> [JOB 1]: Copy the passage on retirement fund withdrawals word for word, from "She chooses to" to "is worth R3.45m.".

It’s worth noting that if you have been a member of a retirement fund since before 1 March 2021, and you were 55 or older on that date, you will automatically be excluded from the new system and your investment will remain unchanged unless you decide to opt in to the new rules.

So are you saying now I don't need an emergency fund?

NO! The savings component of your retirement fund should only be touched if there are no other alternatives. This new legislation should not impact your current investment strategy – assuming it was good to start off with.

You should still build an emergency fund for unforeseen situations, as well as be putting money away to further build your wealth.

Let compounding work its magic

Every amount taken from your retirement investment now means that the total you have in retirement will be much less. That’s because you aren't giving the magic of compounding the chance to do its job.

To show this in an example: let’s say Lethabo is 35 and has R250,000 invested in a retirement fund.

She chooses to withdraw R5,000 every year from her savings component.

When she is 65 years (assuming no further contributions and a 10% annual growth), her investment is worth R3.45m.

Not bad, you may say.

Sure, but if she left her retirement fund untouched over the full period of investing, the amount would be R4.36m.

That’s R900,000 she missed out on when she eventually retires, even though she only withdrew about R150,000 over her saving period.

The bottom line: save a separate emergency fund and leave your retirement fund for when you actually retire.

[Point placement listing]
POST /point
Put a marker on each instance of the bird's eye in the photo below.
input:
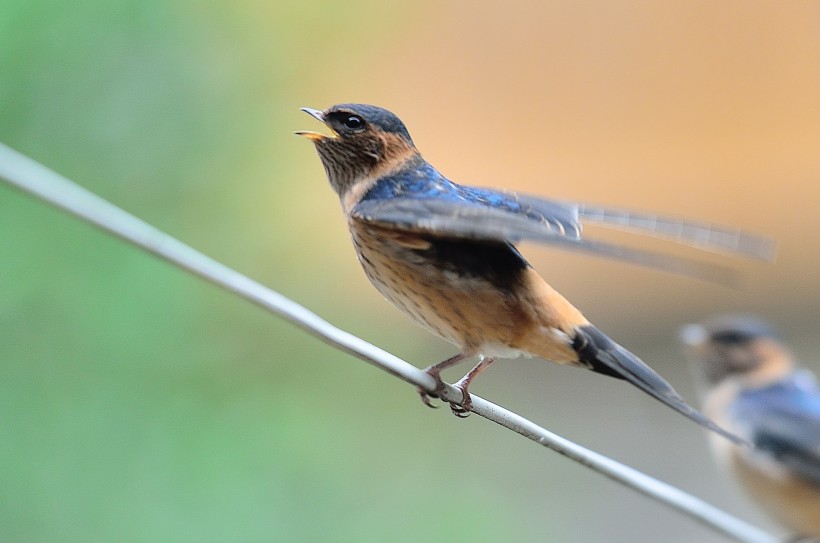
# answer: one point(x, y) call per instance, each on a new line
point(353, 122)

> [JOB 2]: Recast each line of the point placement listing as a string in a single JSON list, skipping blank lines and leaving out the picture.

> [WRITTEN RESPONSE 1]:
She chooses to withdraw R5,000 every year from her savings component.

When she is 65 years (assuming no further contributions and a 10% annual growth), her investment is worth R3.45m.

> [WRITTEN RESPONSE 2]:
[
  "POST /point",
  "Put a marker on each instance of the bird's eye in the photo below.",
  "input:",
  "# answer: one point(x, y) call per instance, each on a new line",
  "point(353, 122)"
]